ANWEISUNG => Kannst du die Buchbesprechung zu Petra Hulovás Roman vollständig und wortgetreu abschreiben?

++++ VORLIEGENDER TEXT ++++

Kinos und Konservenwürstchen

Kein westlicher Feminismus in der mongolischen Steppe - Petra Hulovás tschechischer Frauenroman

Von Volker StrebelRSS-Newsfeed neuer Artikel von Volker Strebel

Besprochene Bücher / Literaturhinweise

Der 1979 in Prag gebürtigen Petra Hulová ist mit "Kurzer Abriss meines Lebens in der mongolischen Steppe" ein atemberaubender Roman gelungen. Ein ungewöhnliches Buch, das von exotischen Lebenentwürfen handelt. "Wenn bei uns daheim Schoroo ist, fliegen rund ums Ger Plastiktüten durch die Luft" - gleich der erste Satz führt in die Herzkammer einer fremden Welt. Neuartige Begriffe schrecken nur im ersten Augenblick. Schnell erschließt sich, was ein Sandsturm ist und manche Fachworte werden im Anhang erläutert. Die Lesbarkeit dieses Romans wird dadurch nicht beinträchtigt und belegt die Souveränität des erzählerischen Handwerks der jungen Autorin.

Seit der politischen Wende von 1989 fallen tschechische Romane immer wieder durch ihre thematische Aufgeschlossenheit gegenüber fremden Kulturen auf. In Stanislav Komáreks Roman "Kaplans Traum" widmet sich der Held, ein Turkologe, seinen Forschungen über die geheimnisumwitterten Janitscharen. Und Jáchym Topol beschäftigt sich nicht nur im Roman "Die Schwester" intensiv mit der Mystik nordamerikanischer Indianer.

++++ ZEILEN DES DATENSATZES ++++

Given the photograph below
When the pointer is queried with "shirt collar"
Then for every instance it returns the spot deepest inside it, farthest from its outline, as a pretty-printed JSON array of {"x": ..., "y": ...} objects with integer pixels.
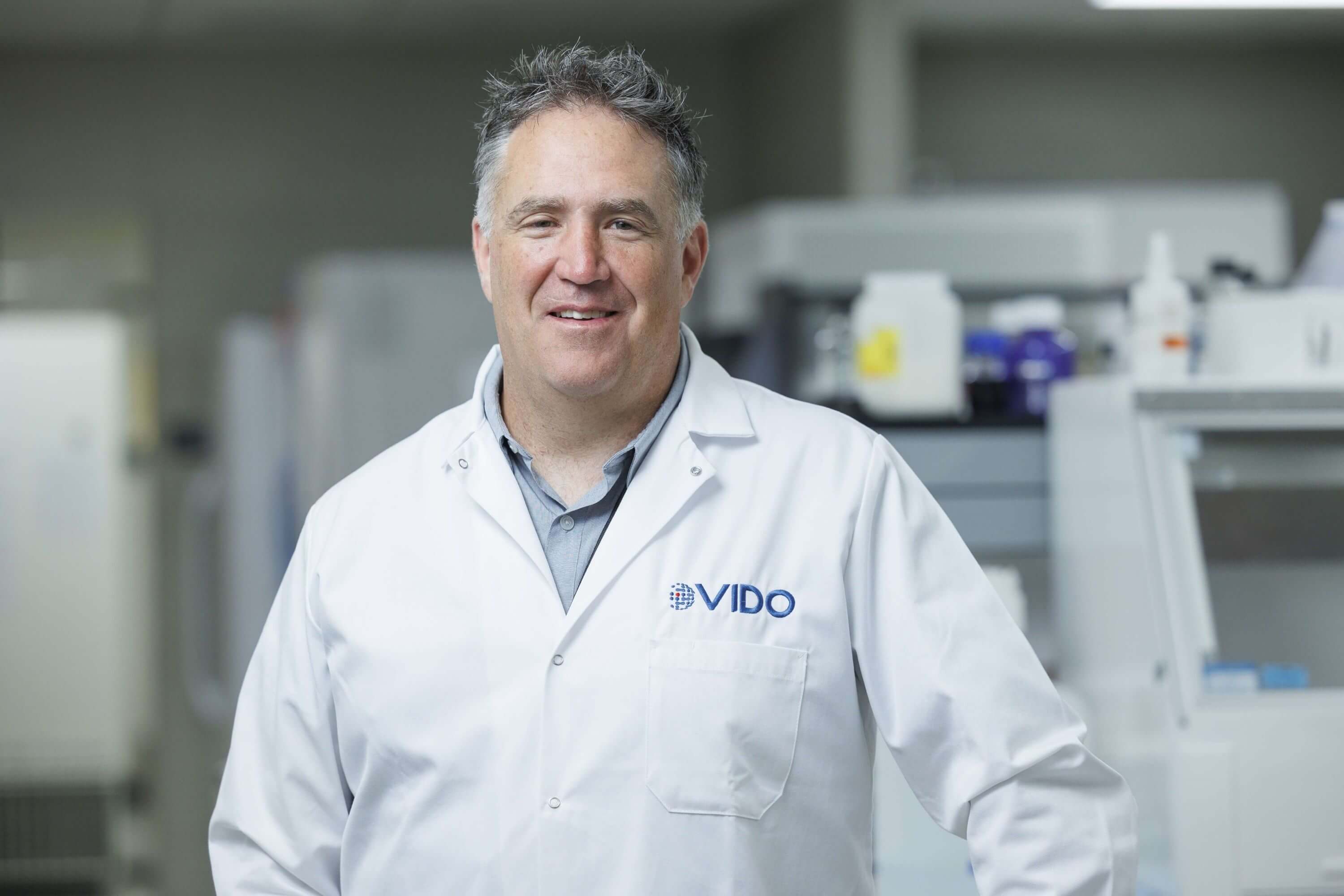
[{"x": 638, "y": 448}]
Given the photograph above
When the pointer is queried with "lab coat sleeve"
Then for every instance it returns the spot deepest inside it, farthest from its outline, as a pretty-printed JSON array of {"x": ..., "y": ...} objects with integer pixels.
[
  {"x": 976, "y": 727},
  {"x": 283, "y": 802}
]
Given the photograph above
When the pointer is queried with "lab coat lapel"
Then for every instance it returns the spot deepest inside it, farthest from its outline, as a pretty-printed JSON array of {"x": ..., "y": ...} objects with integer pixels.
[
  {"x": 658, "y": 493},
  {"x": 671, "y": 476},
  {"x": 479, "y": 460}
]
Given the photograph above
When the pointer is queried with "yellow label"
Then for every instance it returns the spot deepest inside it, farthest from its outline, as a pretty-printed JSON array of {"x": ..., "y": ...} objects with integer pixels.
[{"x": 879, "y": 355}]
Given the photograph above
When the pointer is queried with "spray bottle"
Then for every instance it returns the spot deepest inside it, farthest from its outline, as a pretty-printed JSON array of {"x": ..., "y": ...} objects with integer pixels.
[{"x": 1160, "y": 314}]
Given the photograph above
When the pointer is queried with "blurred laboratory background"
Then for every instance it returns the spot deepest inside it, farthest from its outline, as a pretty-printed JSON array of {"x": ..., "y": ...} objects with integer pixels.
[{"x": 1084, "y": 265}]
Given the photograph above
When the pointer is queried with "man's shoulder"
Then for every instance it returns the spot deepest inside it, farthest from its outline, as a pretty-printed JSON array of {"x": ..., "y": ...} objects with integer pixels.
[
  {"x": 398, "y": 472},
  {"x": 781, "y": 418}
]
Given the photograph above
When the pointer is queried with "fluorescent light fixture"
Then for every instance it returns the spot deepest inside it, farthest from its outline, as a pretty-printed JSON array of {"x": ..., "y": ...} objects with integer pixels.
[{"x": 1218, "y": 4}]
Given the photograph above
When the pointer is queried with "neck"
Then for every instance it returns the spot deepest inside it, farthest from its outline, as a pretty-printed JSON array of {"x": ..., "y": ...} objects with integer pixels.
[{"x": 572, "y": 437}]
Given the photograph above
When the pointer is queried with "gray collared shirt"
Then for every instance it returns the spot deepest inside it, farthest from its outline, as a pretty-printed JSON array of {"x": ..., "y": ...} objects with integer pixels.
[{"x": 570, "y": 535}]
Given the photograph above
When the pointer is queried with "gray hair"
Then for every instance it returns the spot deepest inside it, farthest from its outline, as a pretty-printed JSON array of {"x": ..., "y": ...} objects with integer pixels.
[{"x": 570, "y": 77}]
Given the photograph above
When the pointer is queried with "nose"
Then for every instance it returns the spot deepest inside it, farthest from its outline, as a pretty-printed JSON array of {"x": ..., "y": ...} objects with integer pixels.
[{"x": 581, "y": 257}]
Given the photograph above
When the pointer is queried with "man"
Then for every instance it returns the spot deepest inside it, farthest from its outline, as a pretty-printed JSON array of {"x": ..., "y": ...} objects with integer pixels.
[{"x": 621, "y": 624}]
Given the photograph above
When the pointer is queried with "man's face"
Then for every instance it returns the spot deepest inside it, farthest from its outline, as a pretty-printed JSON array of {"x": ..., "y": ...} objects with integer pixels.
[{"x": 585, "y": 224}]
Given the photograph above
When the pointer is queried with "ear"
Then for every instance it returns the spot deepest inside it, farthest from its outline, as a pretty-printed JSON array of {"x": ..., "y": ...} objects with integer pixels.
[
  {"x": 694, "y": 253},
  {"x": 482, "y": 250}
]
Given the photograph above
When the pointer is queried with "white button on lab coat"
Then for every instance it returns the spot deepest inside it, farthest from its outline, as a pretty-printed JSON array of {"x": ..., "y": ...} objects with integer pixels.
[{"x": 775, "y": 593}]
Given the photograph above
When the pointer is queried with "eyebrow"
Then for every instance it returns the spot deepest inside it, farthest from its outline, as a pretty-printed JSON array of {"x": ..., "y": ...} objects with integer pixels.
[{"x": 623, "y": 206}]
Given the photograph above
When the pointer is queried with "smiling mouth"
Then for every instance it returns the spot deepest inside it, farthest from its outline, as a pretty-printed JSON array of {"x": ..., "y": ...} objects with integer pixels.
[{"x": 582, "y": 316}]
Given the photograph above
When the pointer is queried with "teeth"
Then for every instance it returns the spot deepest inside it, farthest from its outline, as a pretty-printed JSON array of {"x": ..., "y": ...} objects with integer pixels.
[{"x": 584, "y": 316}]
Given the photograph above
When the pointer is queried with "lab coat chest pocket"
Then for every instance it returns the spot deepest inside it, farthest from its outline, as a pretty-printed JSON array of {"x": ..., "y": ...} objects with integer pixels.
[{"x": 722, "y": 724}]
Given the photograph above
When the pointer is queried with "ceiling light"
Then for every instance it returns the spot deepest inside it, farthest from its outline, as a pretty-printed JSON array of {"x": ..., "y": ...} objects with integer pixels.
[{"x": 1218, "y": 4}]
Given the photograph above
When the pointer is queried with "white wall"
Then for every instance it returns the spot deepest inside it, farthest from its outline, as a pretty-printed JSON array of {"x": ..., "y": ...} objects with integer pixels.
[{"x": 995, "y": 111}]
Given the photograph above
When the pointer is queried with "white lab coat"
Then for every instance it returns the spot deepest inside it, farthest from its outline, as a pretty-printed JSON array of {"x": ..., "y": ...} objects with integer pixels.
[{"x": 422, "y": 718}]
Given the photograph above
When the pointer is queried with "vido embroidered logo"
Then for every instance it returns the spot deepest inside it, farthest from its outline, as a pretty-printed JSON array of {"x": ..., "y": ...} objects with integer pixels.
[
  {"x": 745, "y": 598},
  {"x": 682, "y": 595}
]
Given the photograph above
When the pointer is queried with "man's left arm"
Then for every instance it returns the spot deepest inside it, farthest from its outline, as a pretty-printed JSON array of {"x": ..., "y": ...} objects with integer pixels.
[{"x": 972, "y": 720}]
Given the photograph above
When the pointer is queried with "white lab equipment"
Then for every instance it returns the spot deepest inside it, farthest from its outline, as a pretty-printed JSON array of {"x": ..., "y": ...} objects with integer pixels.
[
  {"x": 386, "y": 340},
  {"x": 1162, "y": 315},
  {"x": 906, "y": 328},
  {"x": 77, "y": 547},
  {"x": 1078, "y": 240},
  {"x": 238, "y": 519},
  {"x": 1275, "y": 335},
  {"x": 381, "y": 343},
  {"x": 1197, "y": 526},
  {"x": 1324, "y": 263},
  {"x": 78, "y": 634}
]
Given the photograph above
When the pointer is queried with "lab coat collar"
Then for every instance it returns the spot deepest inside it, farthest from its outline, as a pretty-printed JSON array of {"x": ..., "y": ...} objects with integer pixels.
[
  {"x": 676, "y": 469},
  {"x": 710, "y": 406}
]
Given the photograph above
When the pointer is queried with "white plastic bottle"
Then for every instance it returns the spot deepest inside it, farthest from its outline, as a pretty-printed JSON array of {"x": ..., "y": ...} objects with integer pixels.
[
  {"x": 908, "y": 346},
  {"x": 1324, "y": 263},
  {"x": 1160, "y": 315}
]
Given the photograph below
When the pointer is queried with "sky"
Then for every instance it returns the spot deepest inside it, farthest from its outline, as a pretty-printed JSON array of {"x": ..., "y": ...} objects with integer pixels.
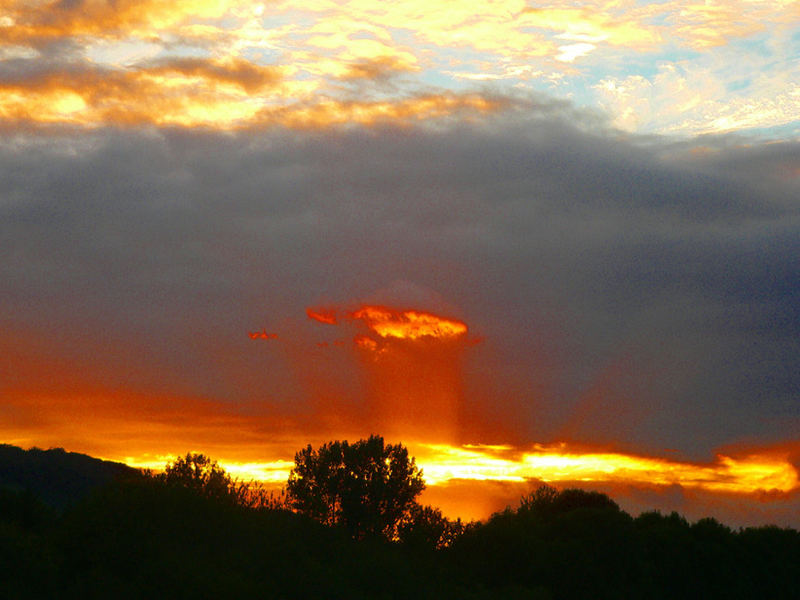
[{"x": 200, "y": 200}]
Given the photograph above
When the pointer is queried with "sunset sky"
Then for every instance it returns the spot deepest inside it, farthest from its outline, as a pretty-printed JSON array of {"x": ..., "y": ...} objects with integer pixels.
[{"x": 535, "y": 241}]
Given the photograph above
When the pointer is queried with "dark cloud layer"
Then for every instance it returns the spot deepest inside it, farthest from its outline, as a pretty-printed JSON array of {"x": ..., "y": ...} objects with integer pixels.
[{"x": 628, "y": 291}]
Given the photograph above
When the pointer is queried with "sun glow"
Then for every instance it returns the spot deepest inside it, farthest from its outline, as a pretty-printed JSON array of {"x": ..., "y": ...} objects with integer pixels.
[
  {"x": 408, "y": 324},
  {"x": 559, "y": 464}
]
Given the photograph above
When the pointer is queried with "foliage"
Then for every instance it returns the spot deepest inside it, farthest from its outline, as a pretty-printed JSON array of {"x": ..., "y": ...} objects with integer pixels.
[
  {"x": 197, "y": 472},
  {"x": 142, "y": 537},
  {"x": 427, "y": 527},
  {"x": 367, "y": 487}
]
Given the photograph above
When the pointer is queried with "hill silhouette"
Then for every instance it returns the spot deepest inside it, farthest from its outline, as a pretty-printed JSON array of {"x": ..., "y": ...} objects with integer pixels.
[{"x": 56, "y": 477}]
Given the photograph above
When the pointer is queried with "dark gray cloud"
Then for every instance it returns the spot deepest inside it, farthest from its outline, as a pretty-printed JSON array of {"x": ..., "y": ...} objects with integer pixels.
[{"x": 627, "y": 290}]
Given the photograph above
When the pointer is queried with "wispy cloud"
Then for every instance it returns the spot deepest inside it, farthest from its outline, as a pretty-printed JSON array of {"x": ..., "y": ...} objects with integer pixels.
[{"x": 314, "y": 54}]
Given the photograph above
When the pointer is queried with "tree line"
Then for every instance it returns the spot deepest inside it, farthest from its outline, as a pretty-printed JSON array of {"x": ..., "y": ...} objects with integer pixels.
[{"x": 349, "y": 525}]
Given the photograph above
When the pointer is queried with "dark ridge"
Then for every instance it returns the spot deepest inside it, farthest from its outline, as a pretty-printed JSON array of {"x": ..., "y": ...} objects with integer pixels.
[{"x": 56, "y": 477}]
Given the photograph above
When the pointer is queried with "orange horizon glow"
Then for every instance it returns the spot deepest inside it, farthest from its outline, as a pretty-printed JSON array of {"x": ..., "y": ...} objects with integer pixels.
[
  {"x": 410, "y": 360},
  {"x": 752, "y": 473}
]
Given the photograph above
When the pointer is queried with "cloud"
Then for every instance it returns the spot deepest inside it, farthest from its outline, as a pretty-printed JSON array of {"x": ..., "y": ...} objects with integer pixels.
[{"x": 589, "y": 264}]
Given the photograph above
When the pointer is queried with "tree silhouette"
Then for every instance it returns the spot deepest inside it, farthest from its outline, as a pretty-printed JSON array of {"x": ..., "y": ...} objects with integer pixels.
[
  {"x": 367, "y": 487},
  {"x": 197, "y": 472}
]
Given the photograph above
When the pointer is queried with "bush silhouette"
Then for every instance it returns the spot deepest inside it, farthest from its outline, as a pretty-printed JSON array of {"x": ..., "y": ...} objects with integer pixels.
[{"x": 367, "y": 487}]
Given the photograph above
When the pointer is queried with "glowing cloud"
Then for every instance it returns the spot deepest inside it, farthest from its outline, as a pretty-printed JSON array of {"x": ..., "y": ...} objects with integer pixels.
[{"x": 408, "y": 324}]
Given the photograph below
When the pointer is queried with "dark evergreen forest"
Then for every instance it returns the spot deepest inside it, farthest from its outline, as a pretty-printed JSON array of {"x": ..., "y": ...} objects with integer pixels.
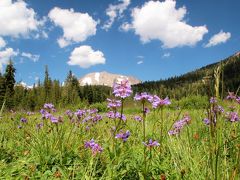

++++

VOLLSTÄNDIGE ANTWORT =>
Kinos und Konservenwürstchen

Kein westlicher Feminismus in der mongolischen Steppe - Petra Hulovás tschechischer Frauenroman

Von Volker StrebelRSS-Newsfeed neuer Artikel von Volker Strebel

Besprochene Bücher / Literaturhinweise

Der 1979 in Prag gebürtigen Petra Hulová ist mit "Kurzer Abriss meines Lebens in der mongolischen Steppe" ein atemberaubender Roman gelungen. Ein ungewöhnliches Buch, das von exotischen Lebenentwürfen handelt. "Wenn bei uns daheim Schoroo ist, fliegen rund ums Ger Plastiktüten durch die Luft" - gleich der erste Satz führt in die Herzkammer einer fremden Welt. Neuartige Begriffe schrecken nur im ersten Augenblick. Schnell erschließt sich, was ein Sandsturm ist und manche Fachworte werden im Anhang erläutert. Die Lesbarkeit dieses Romans wird dadurch nicht beinträchtigt und belegt die Souveränität des erzählerischen Handwerks der jungen Autorin.

Seit der politischen Wende von 1989 fallen tschechische Romane immer wieder durch ihre thematische Aufgeschlossenheit gegenüber fremden Kulturen auf. In Stanislav Komáreks Roman "Kaplans Traum" widmet sich der Held, ein Turkologe, seinen Forschungen über die geheimnisumwitterten Janitscharen. Und Jáchym Topol beschäftigt sich nicht nur im Roman "Die Schwester" intensiv mit der Mystik nordamerikanischer Indianer.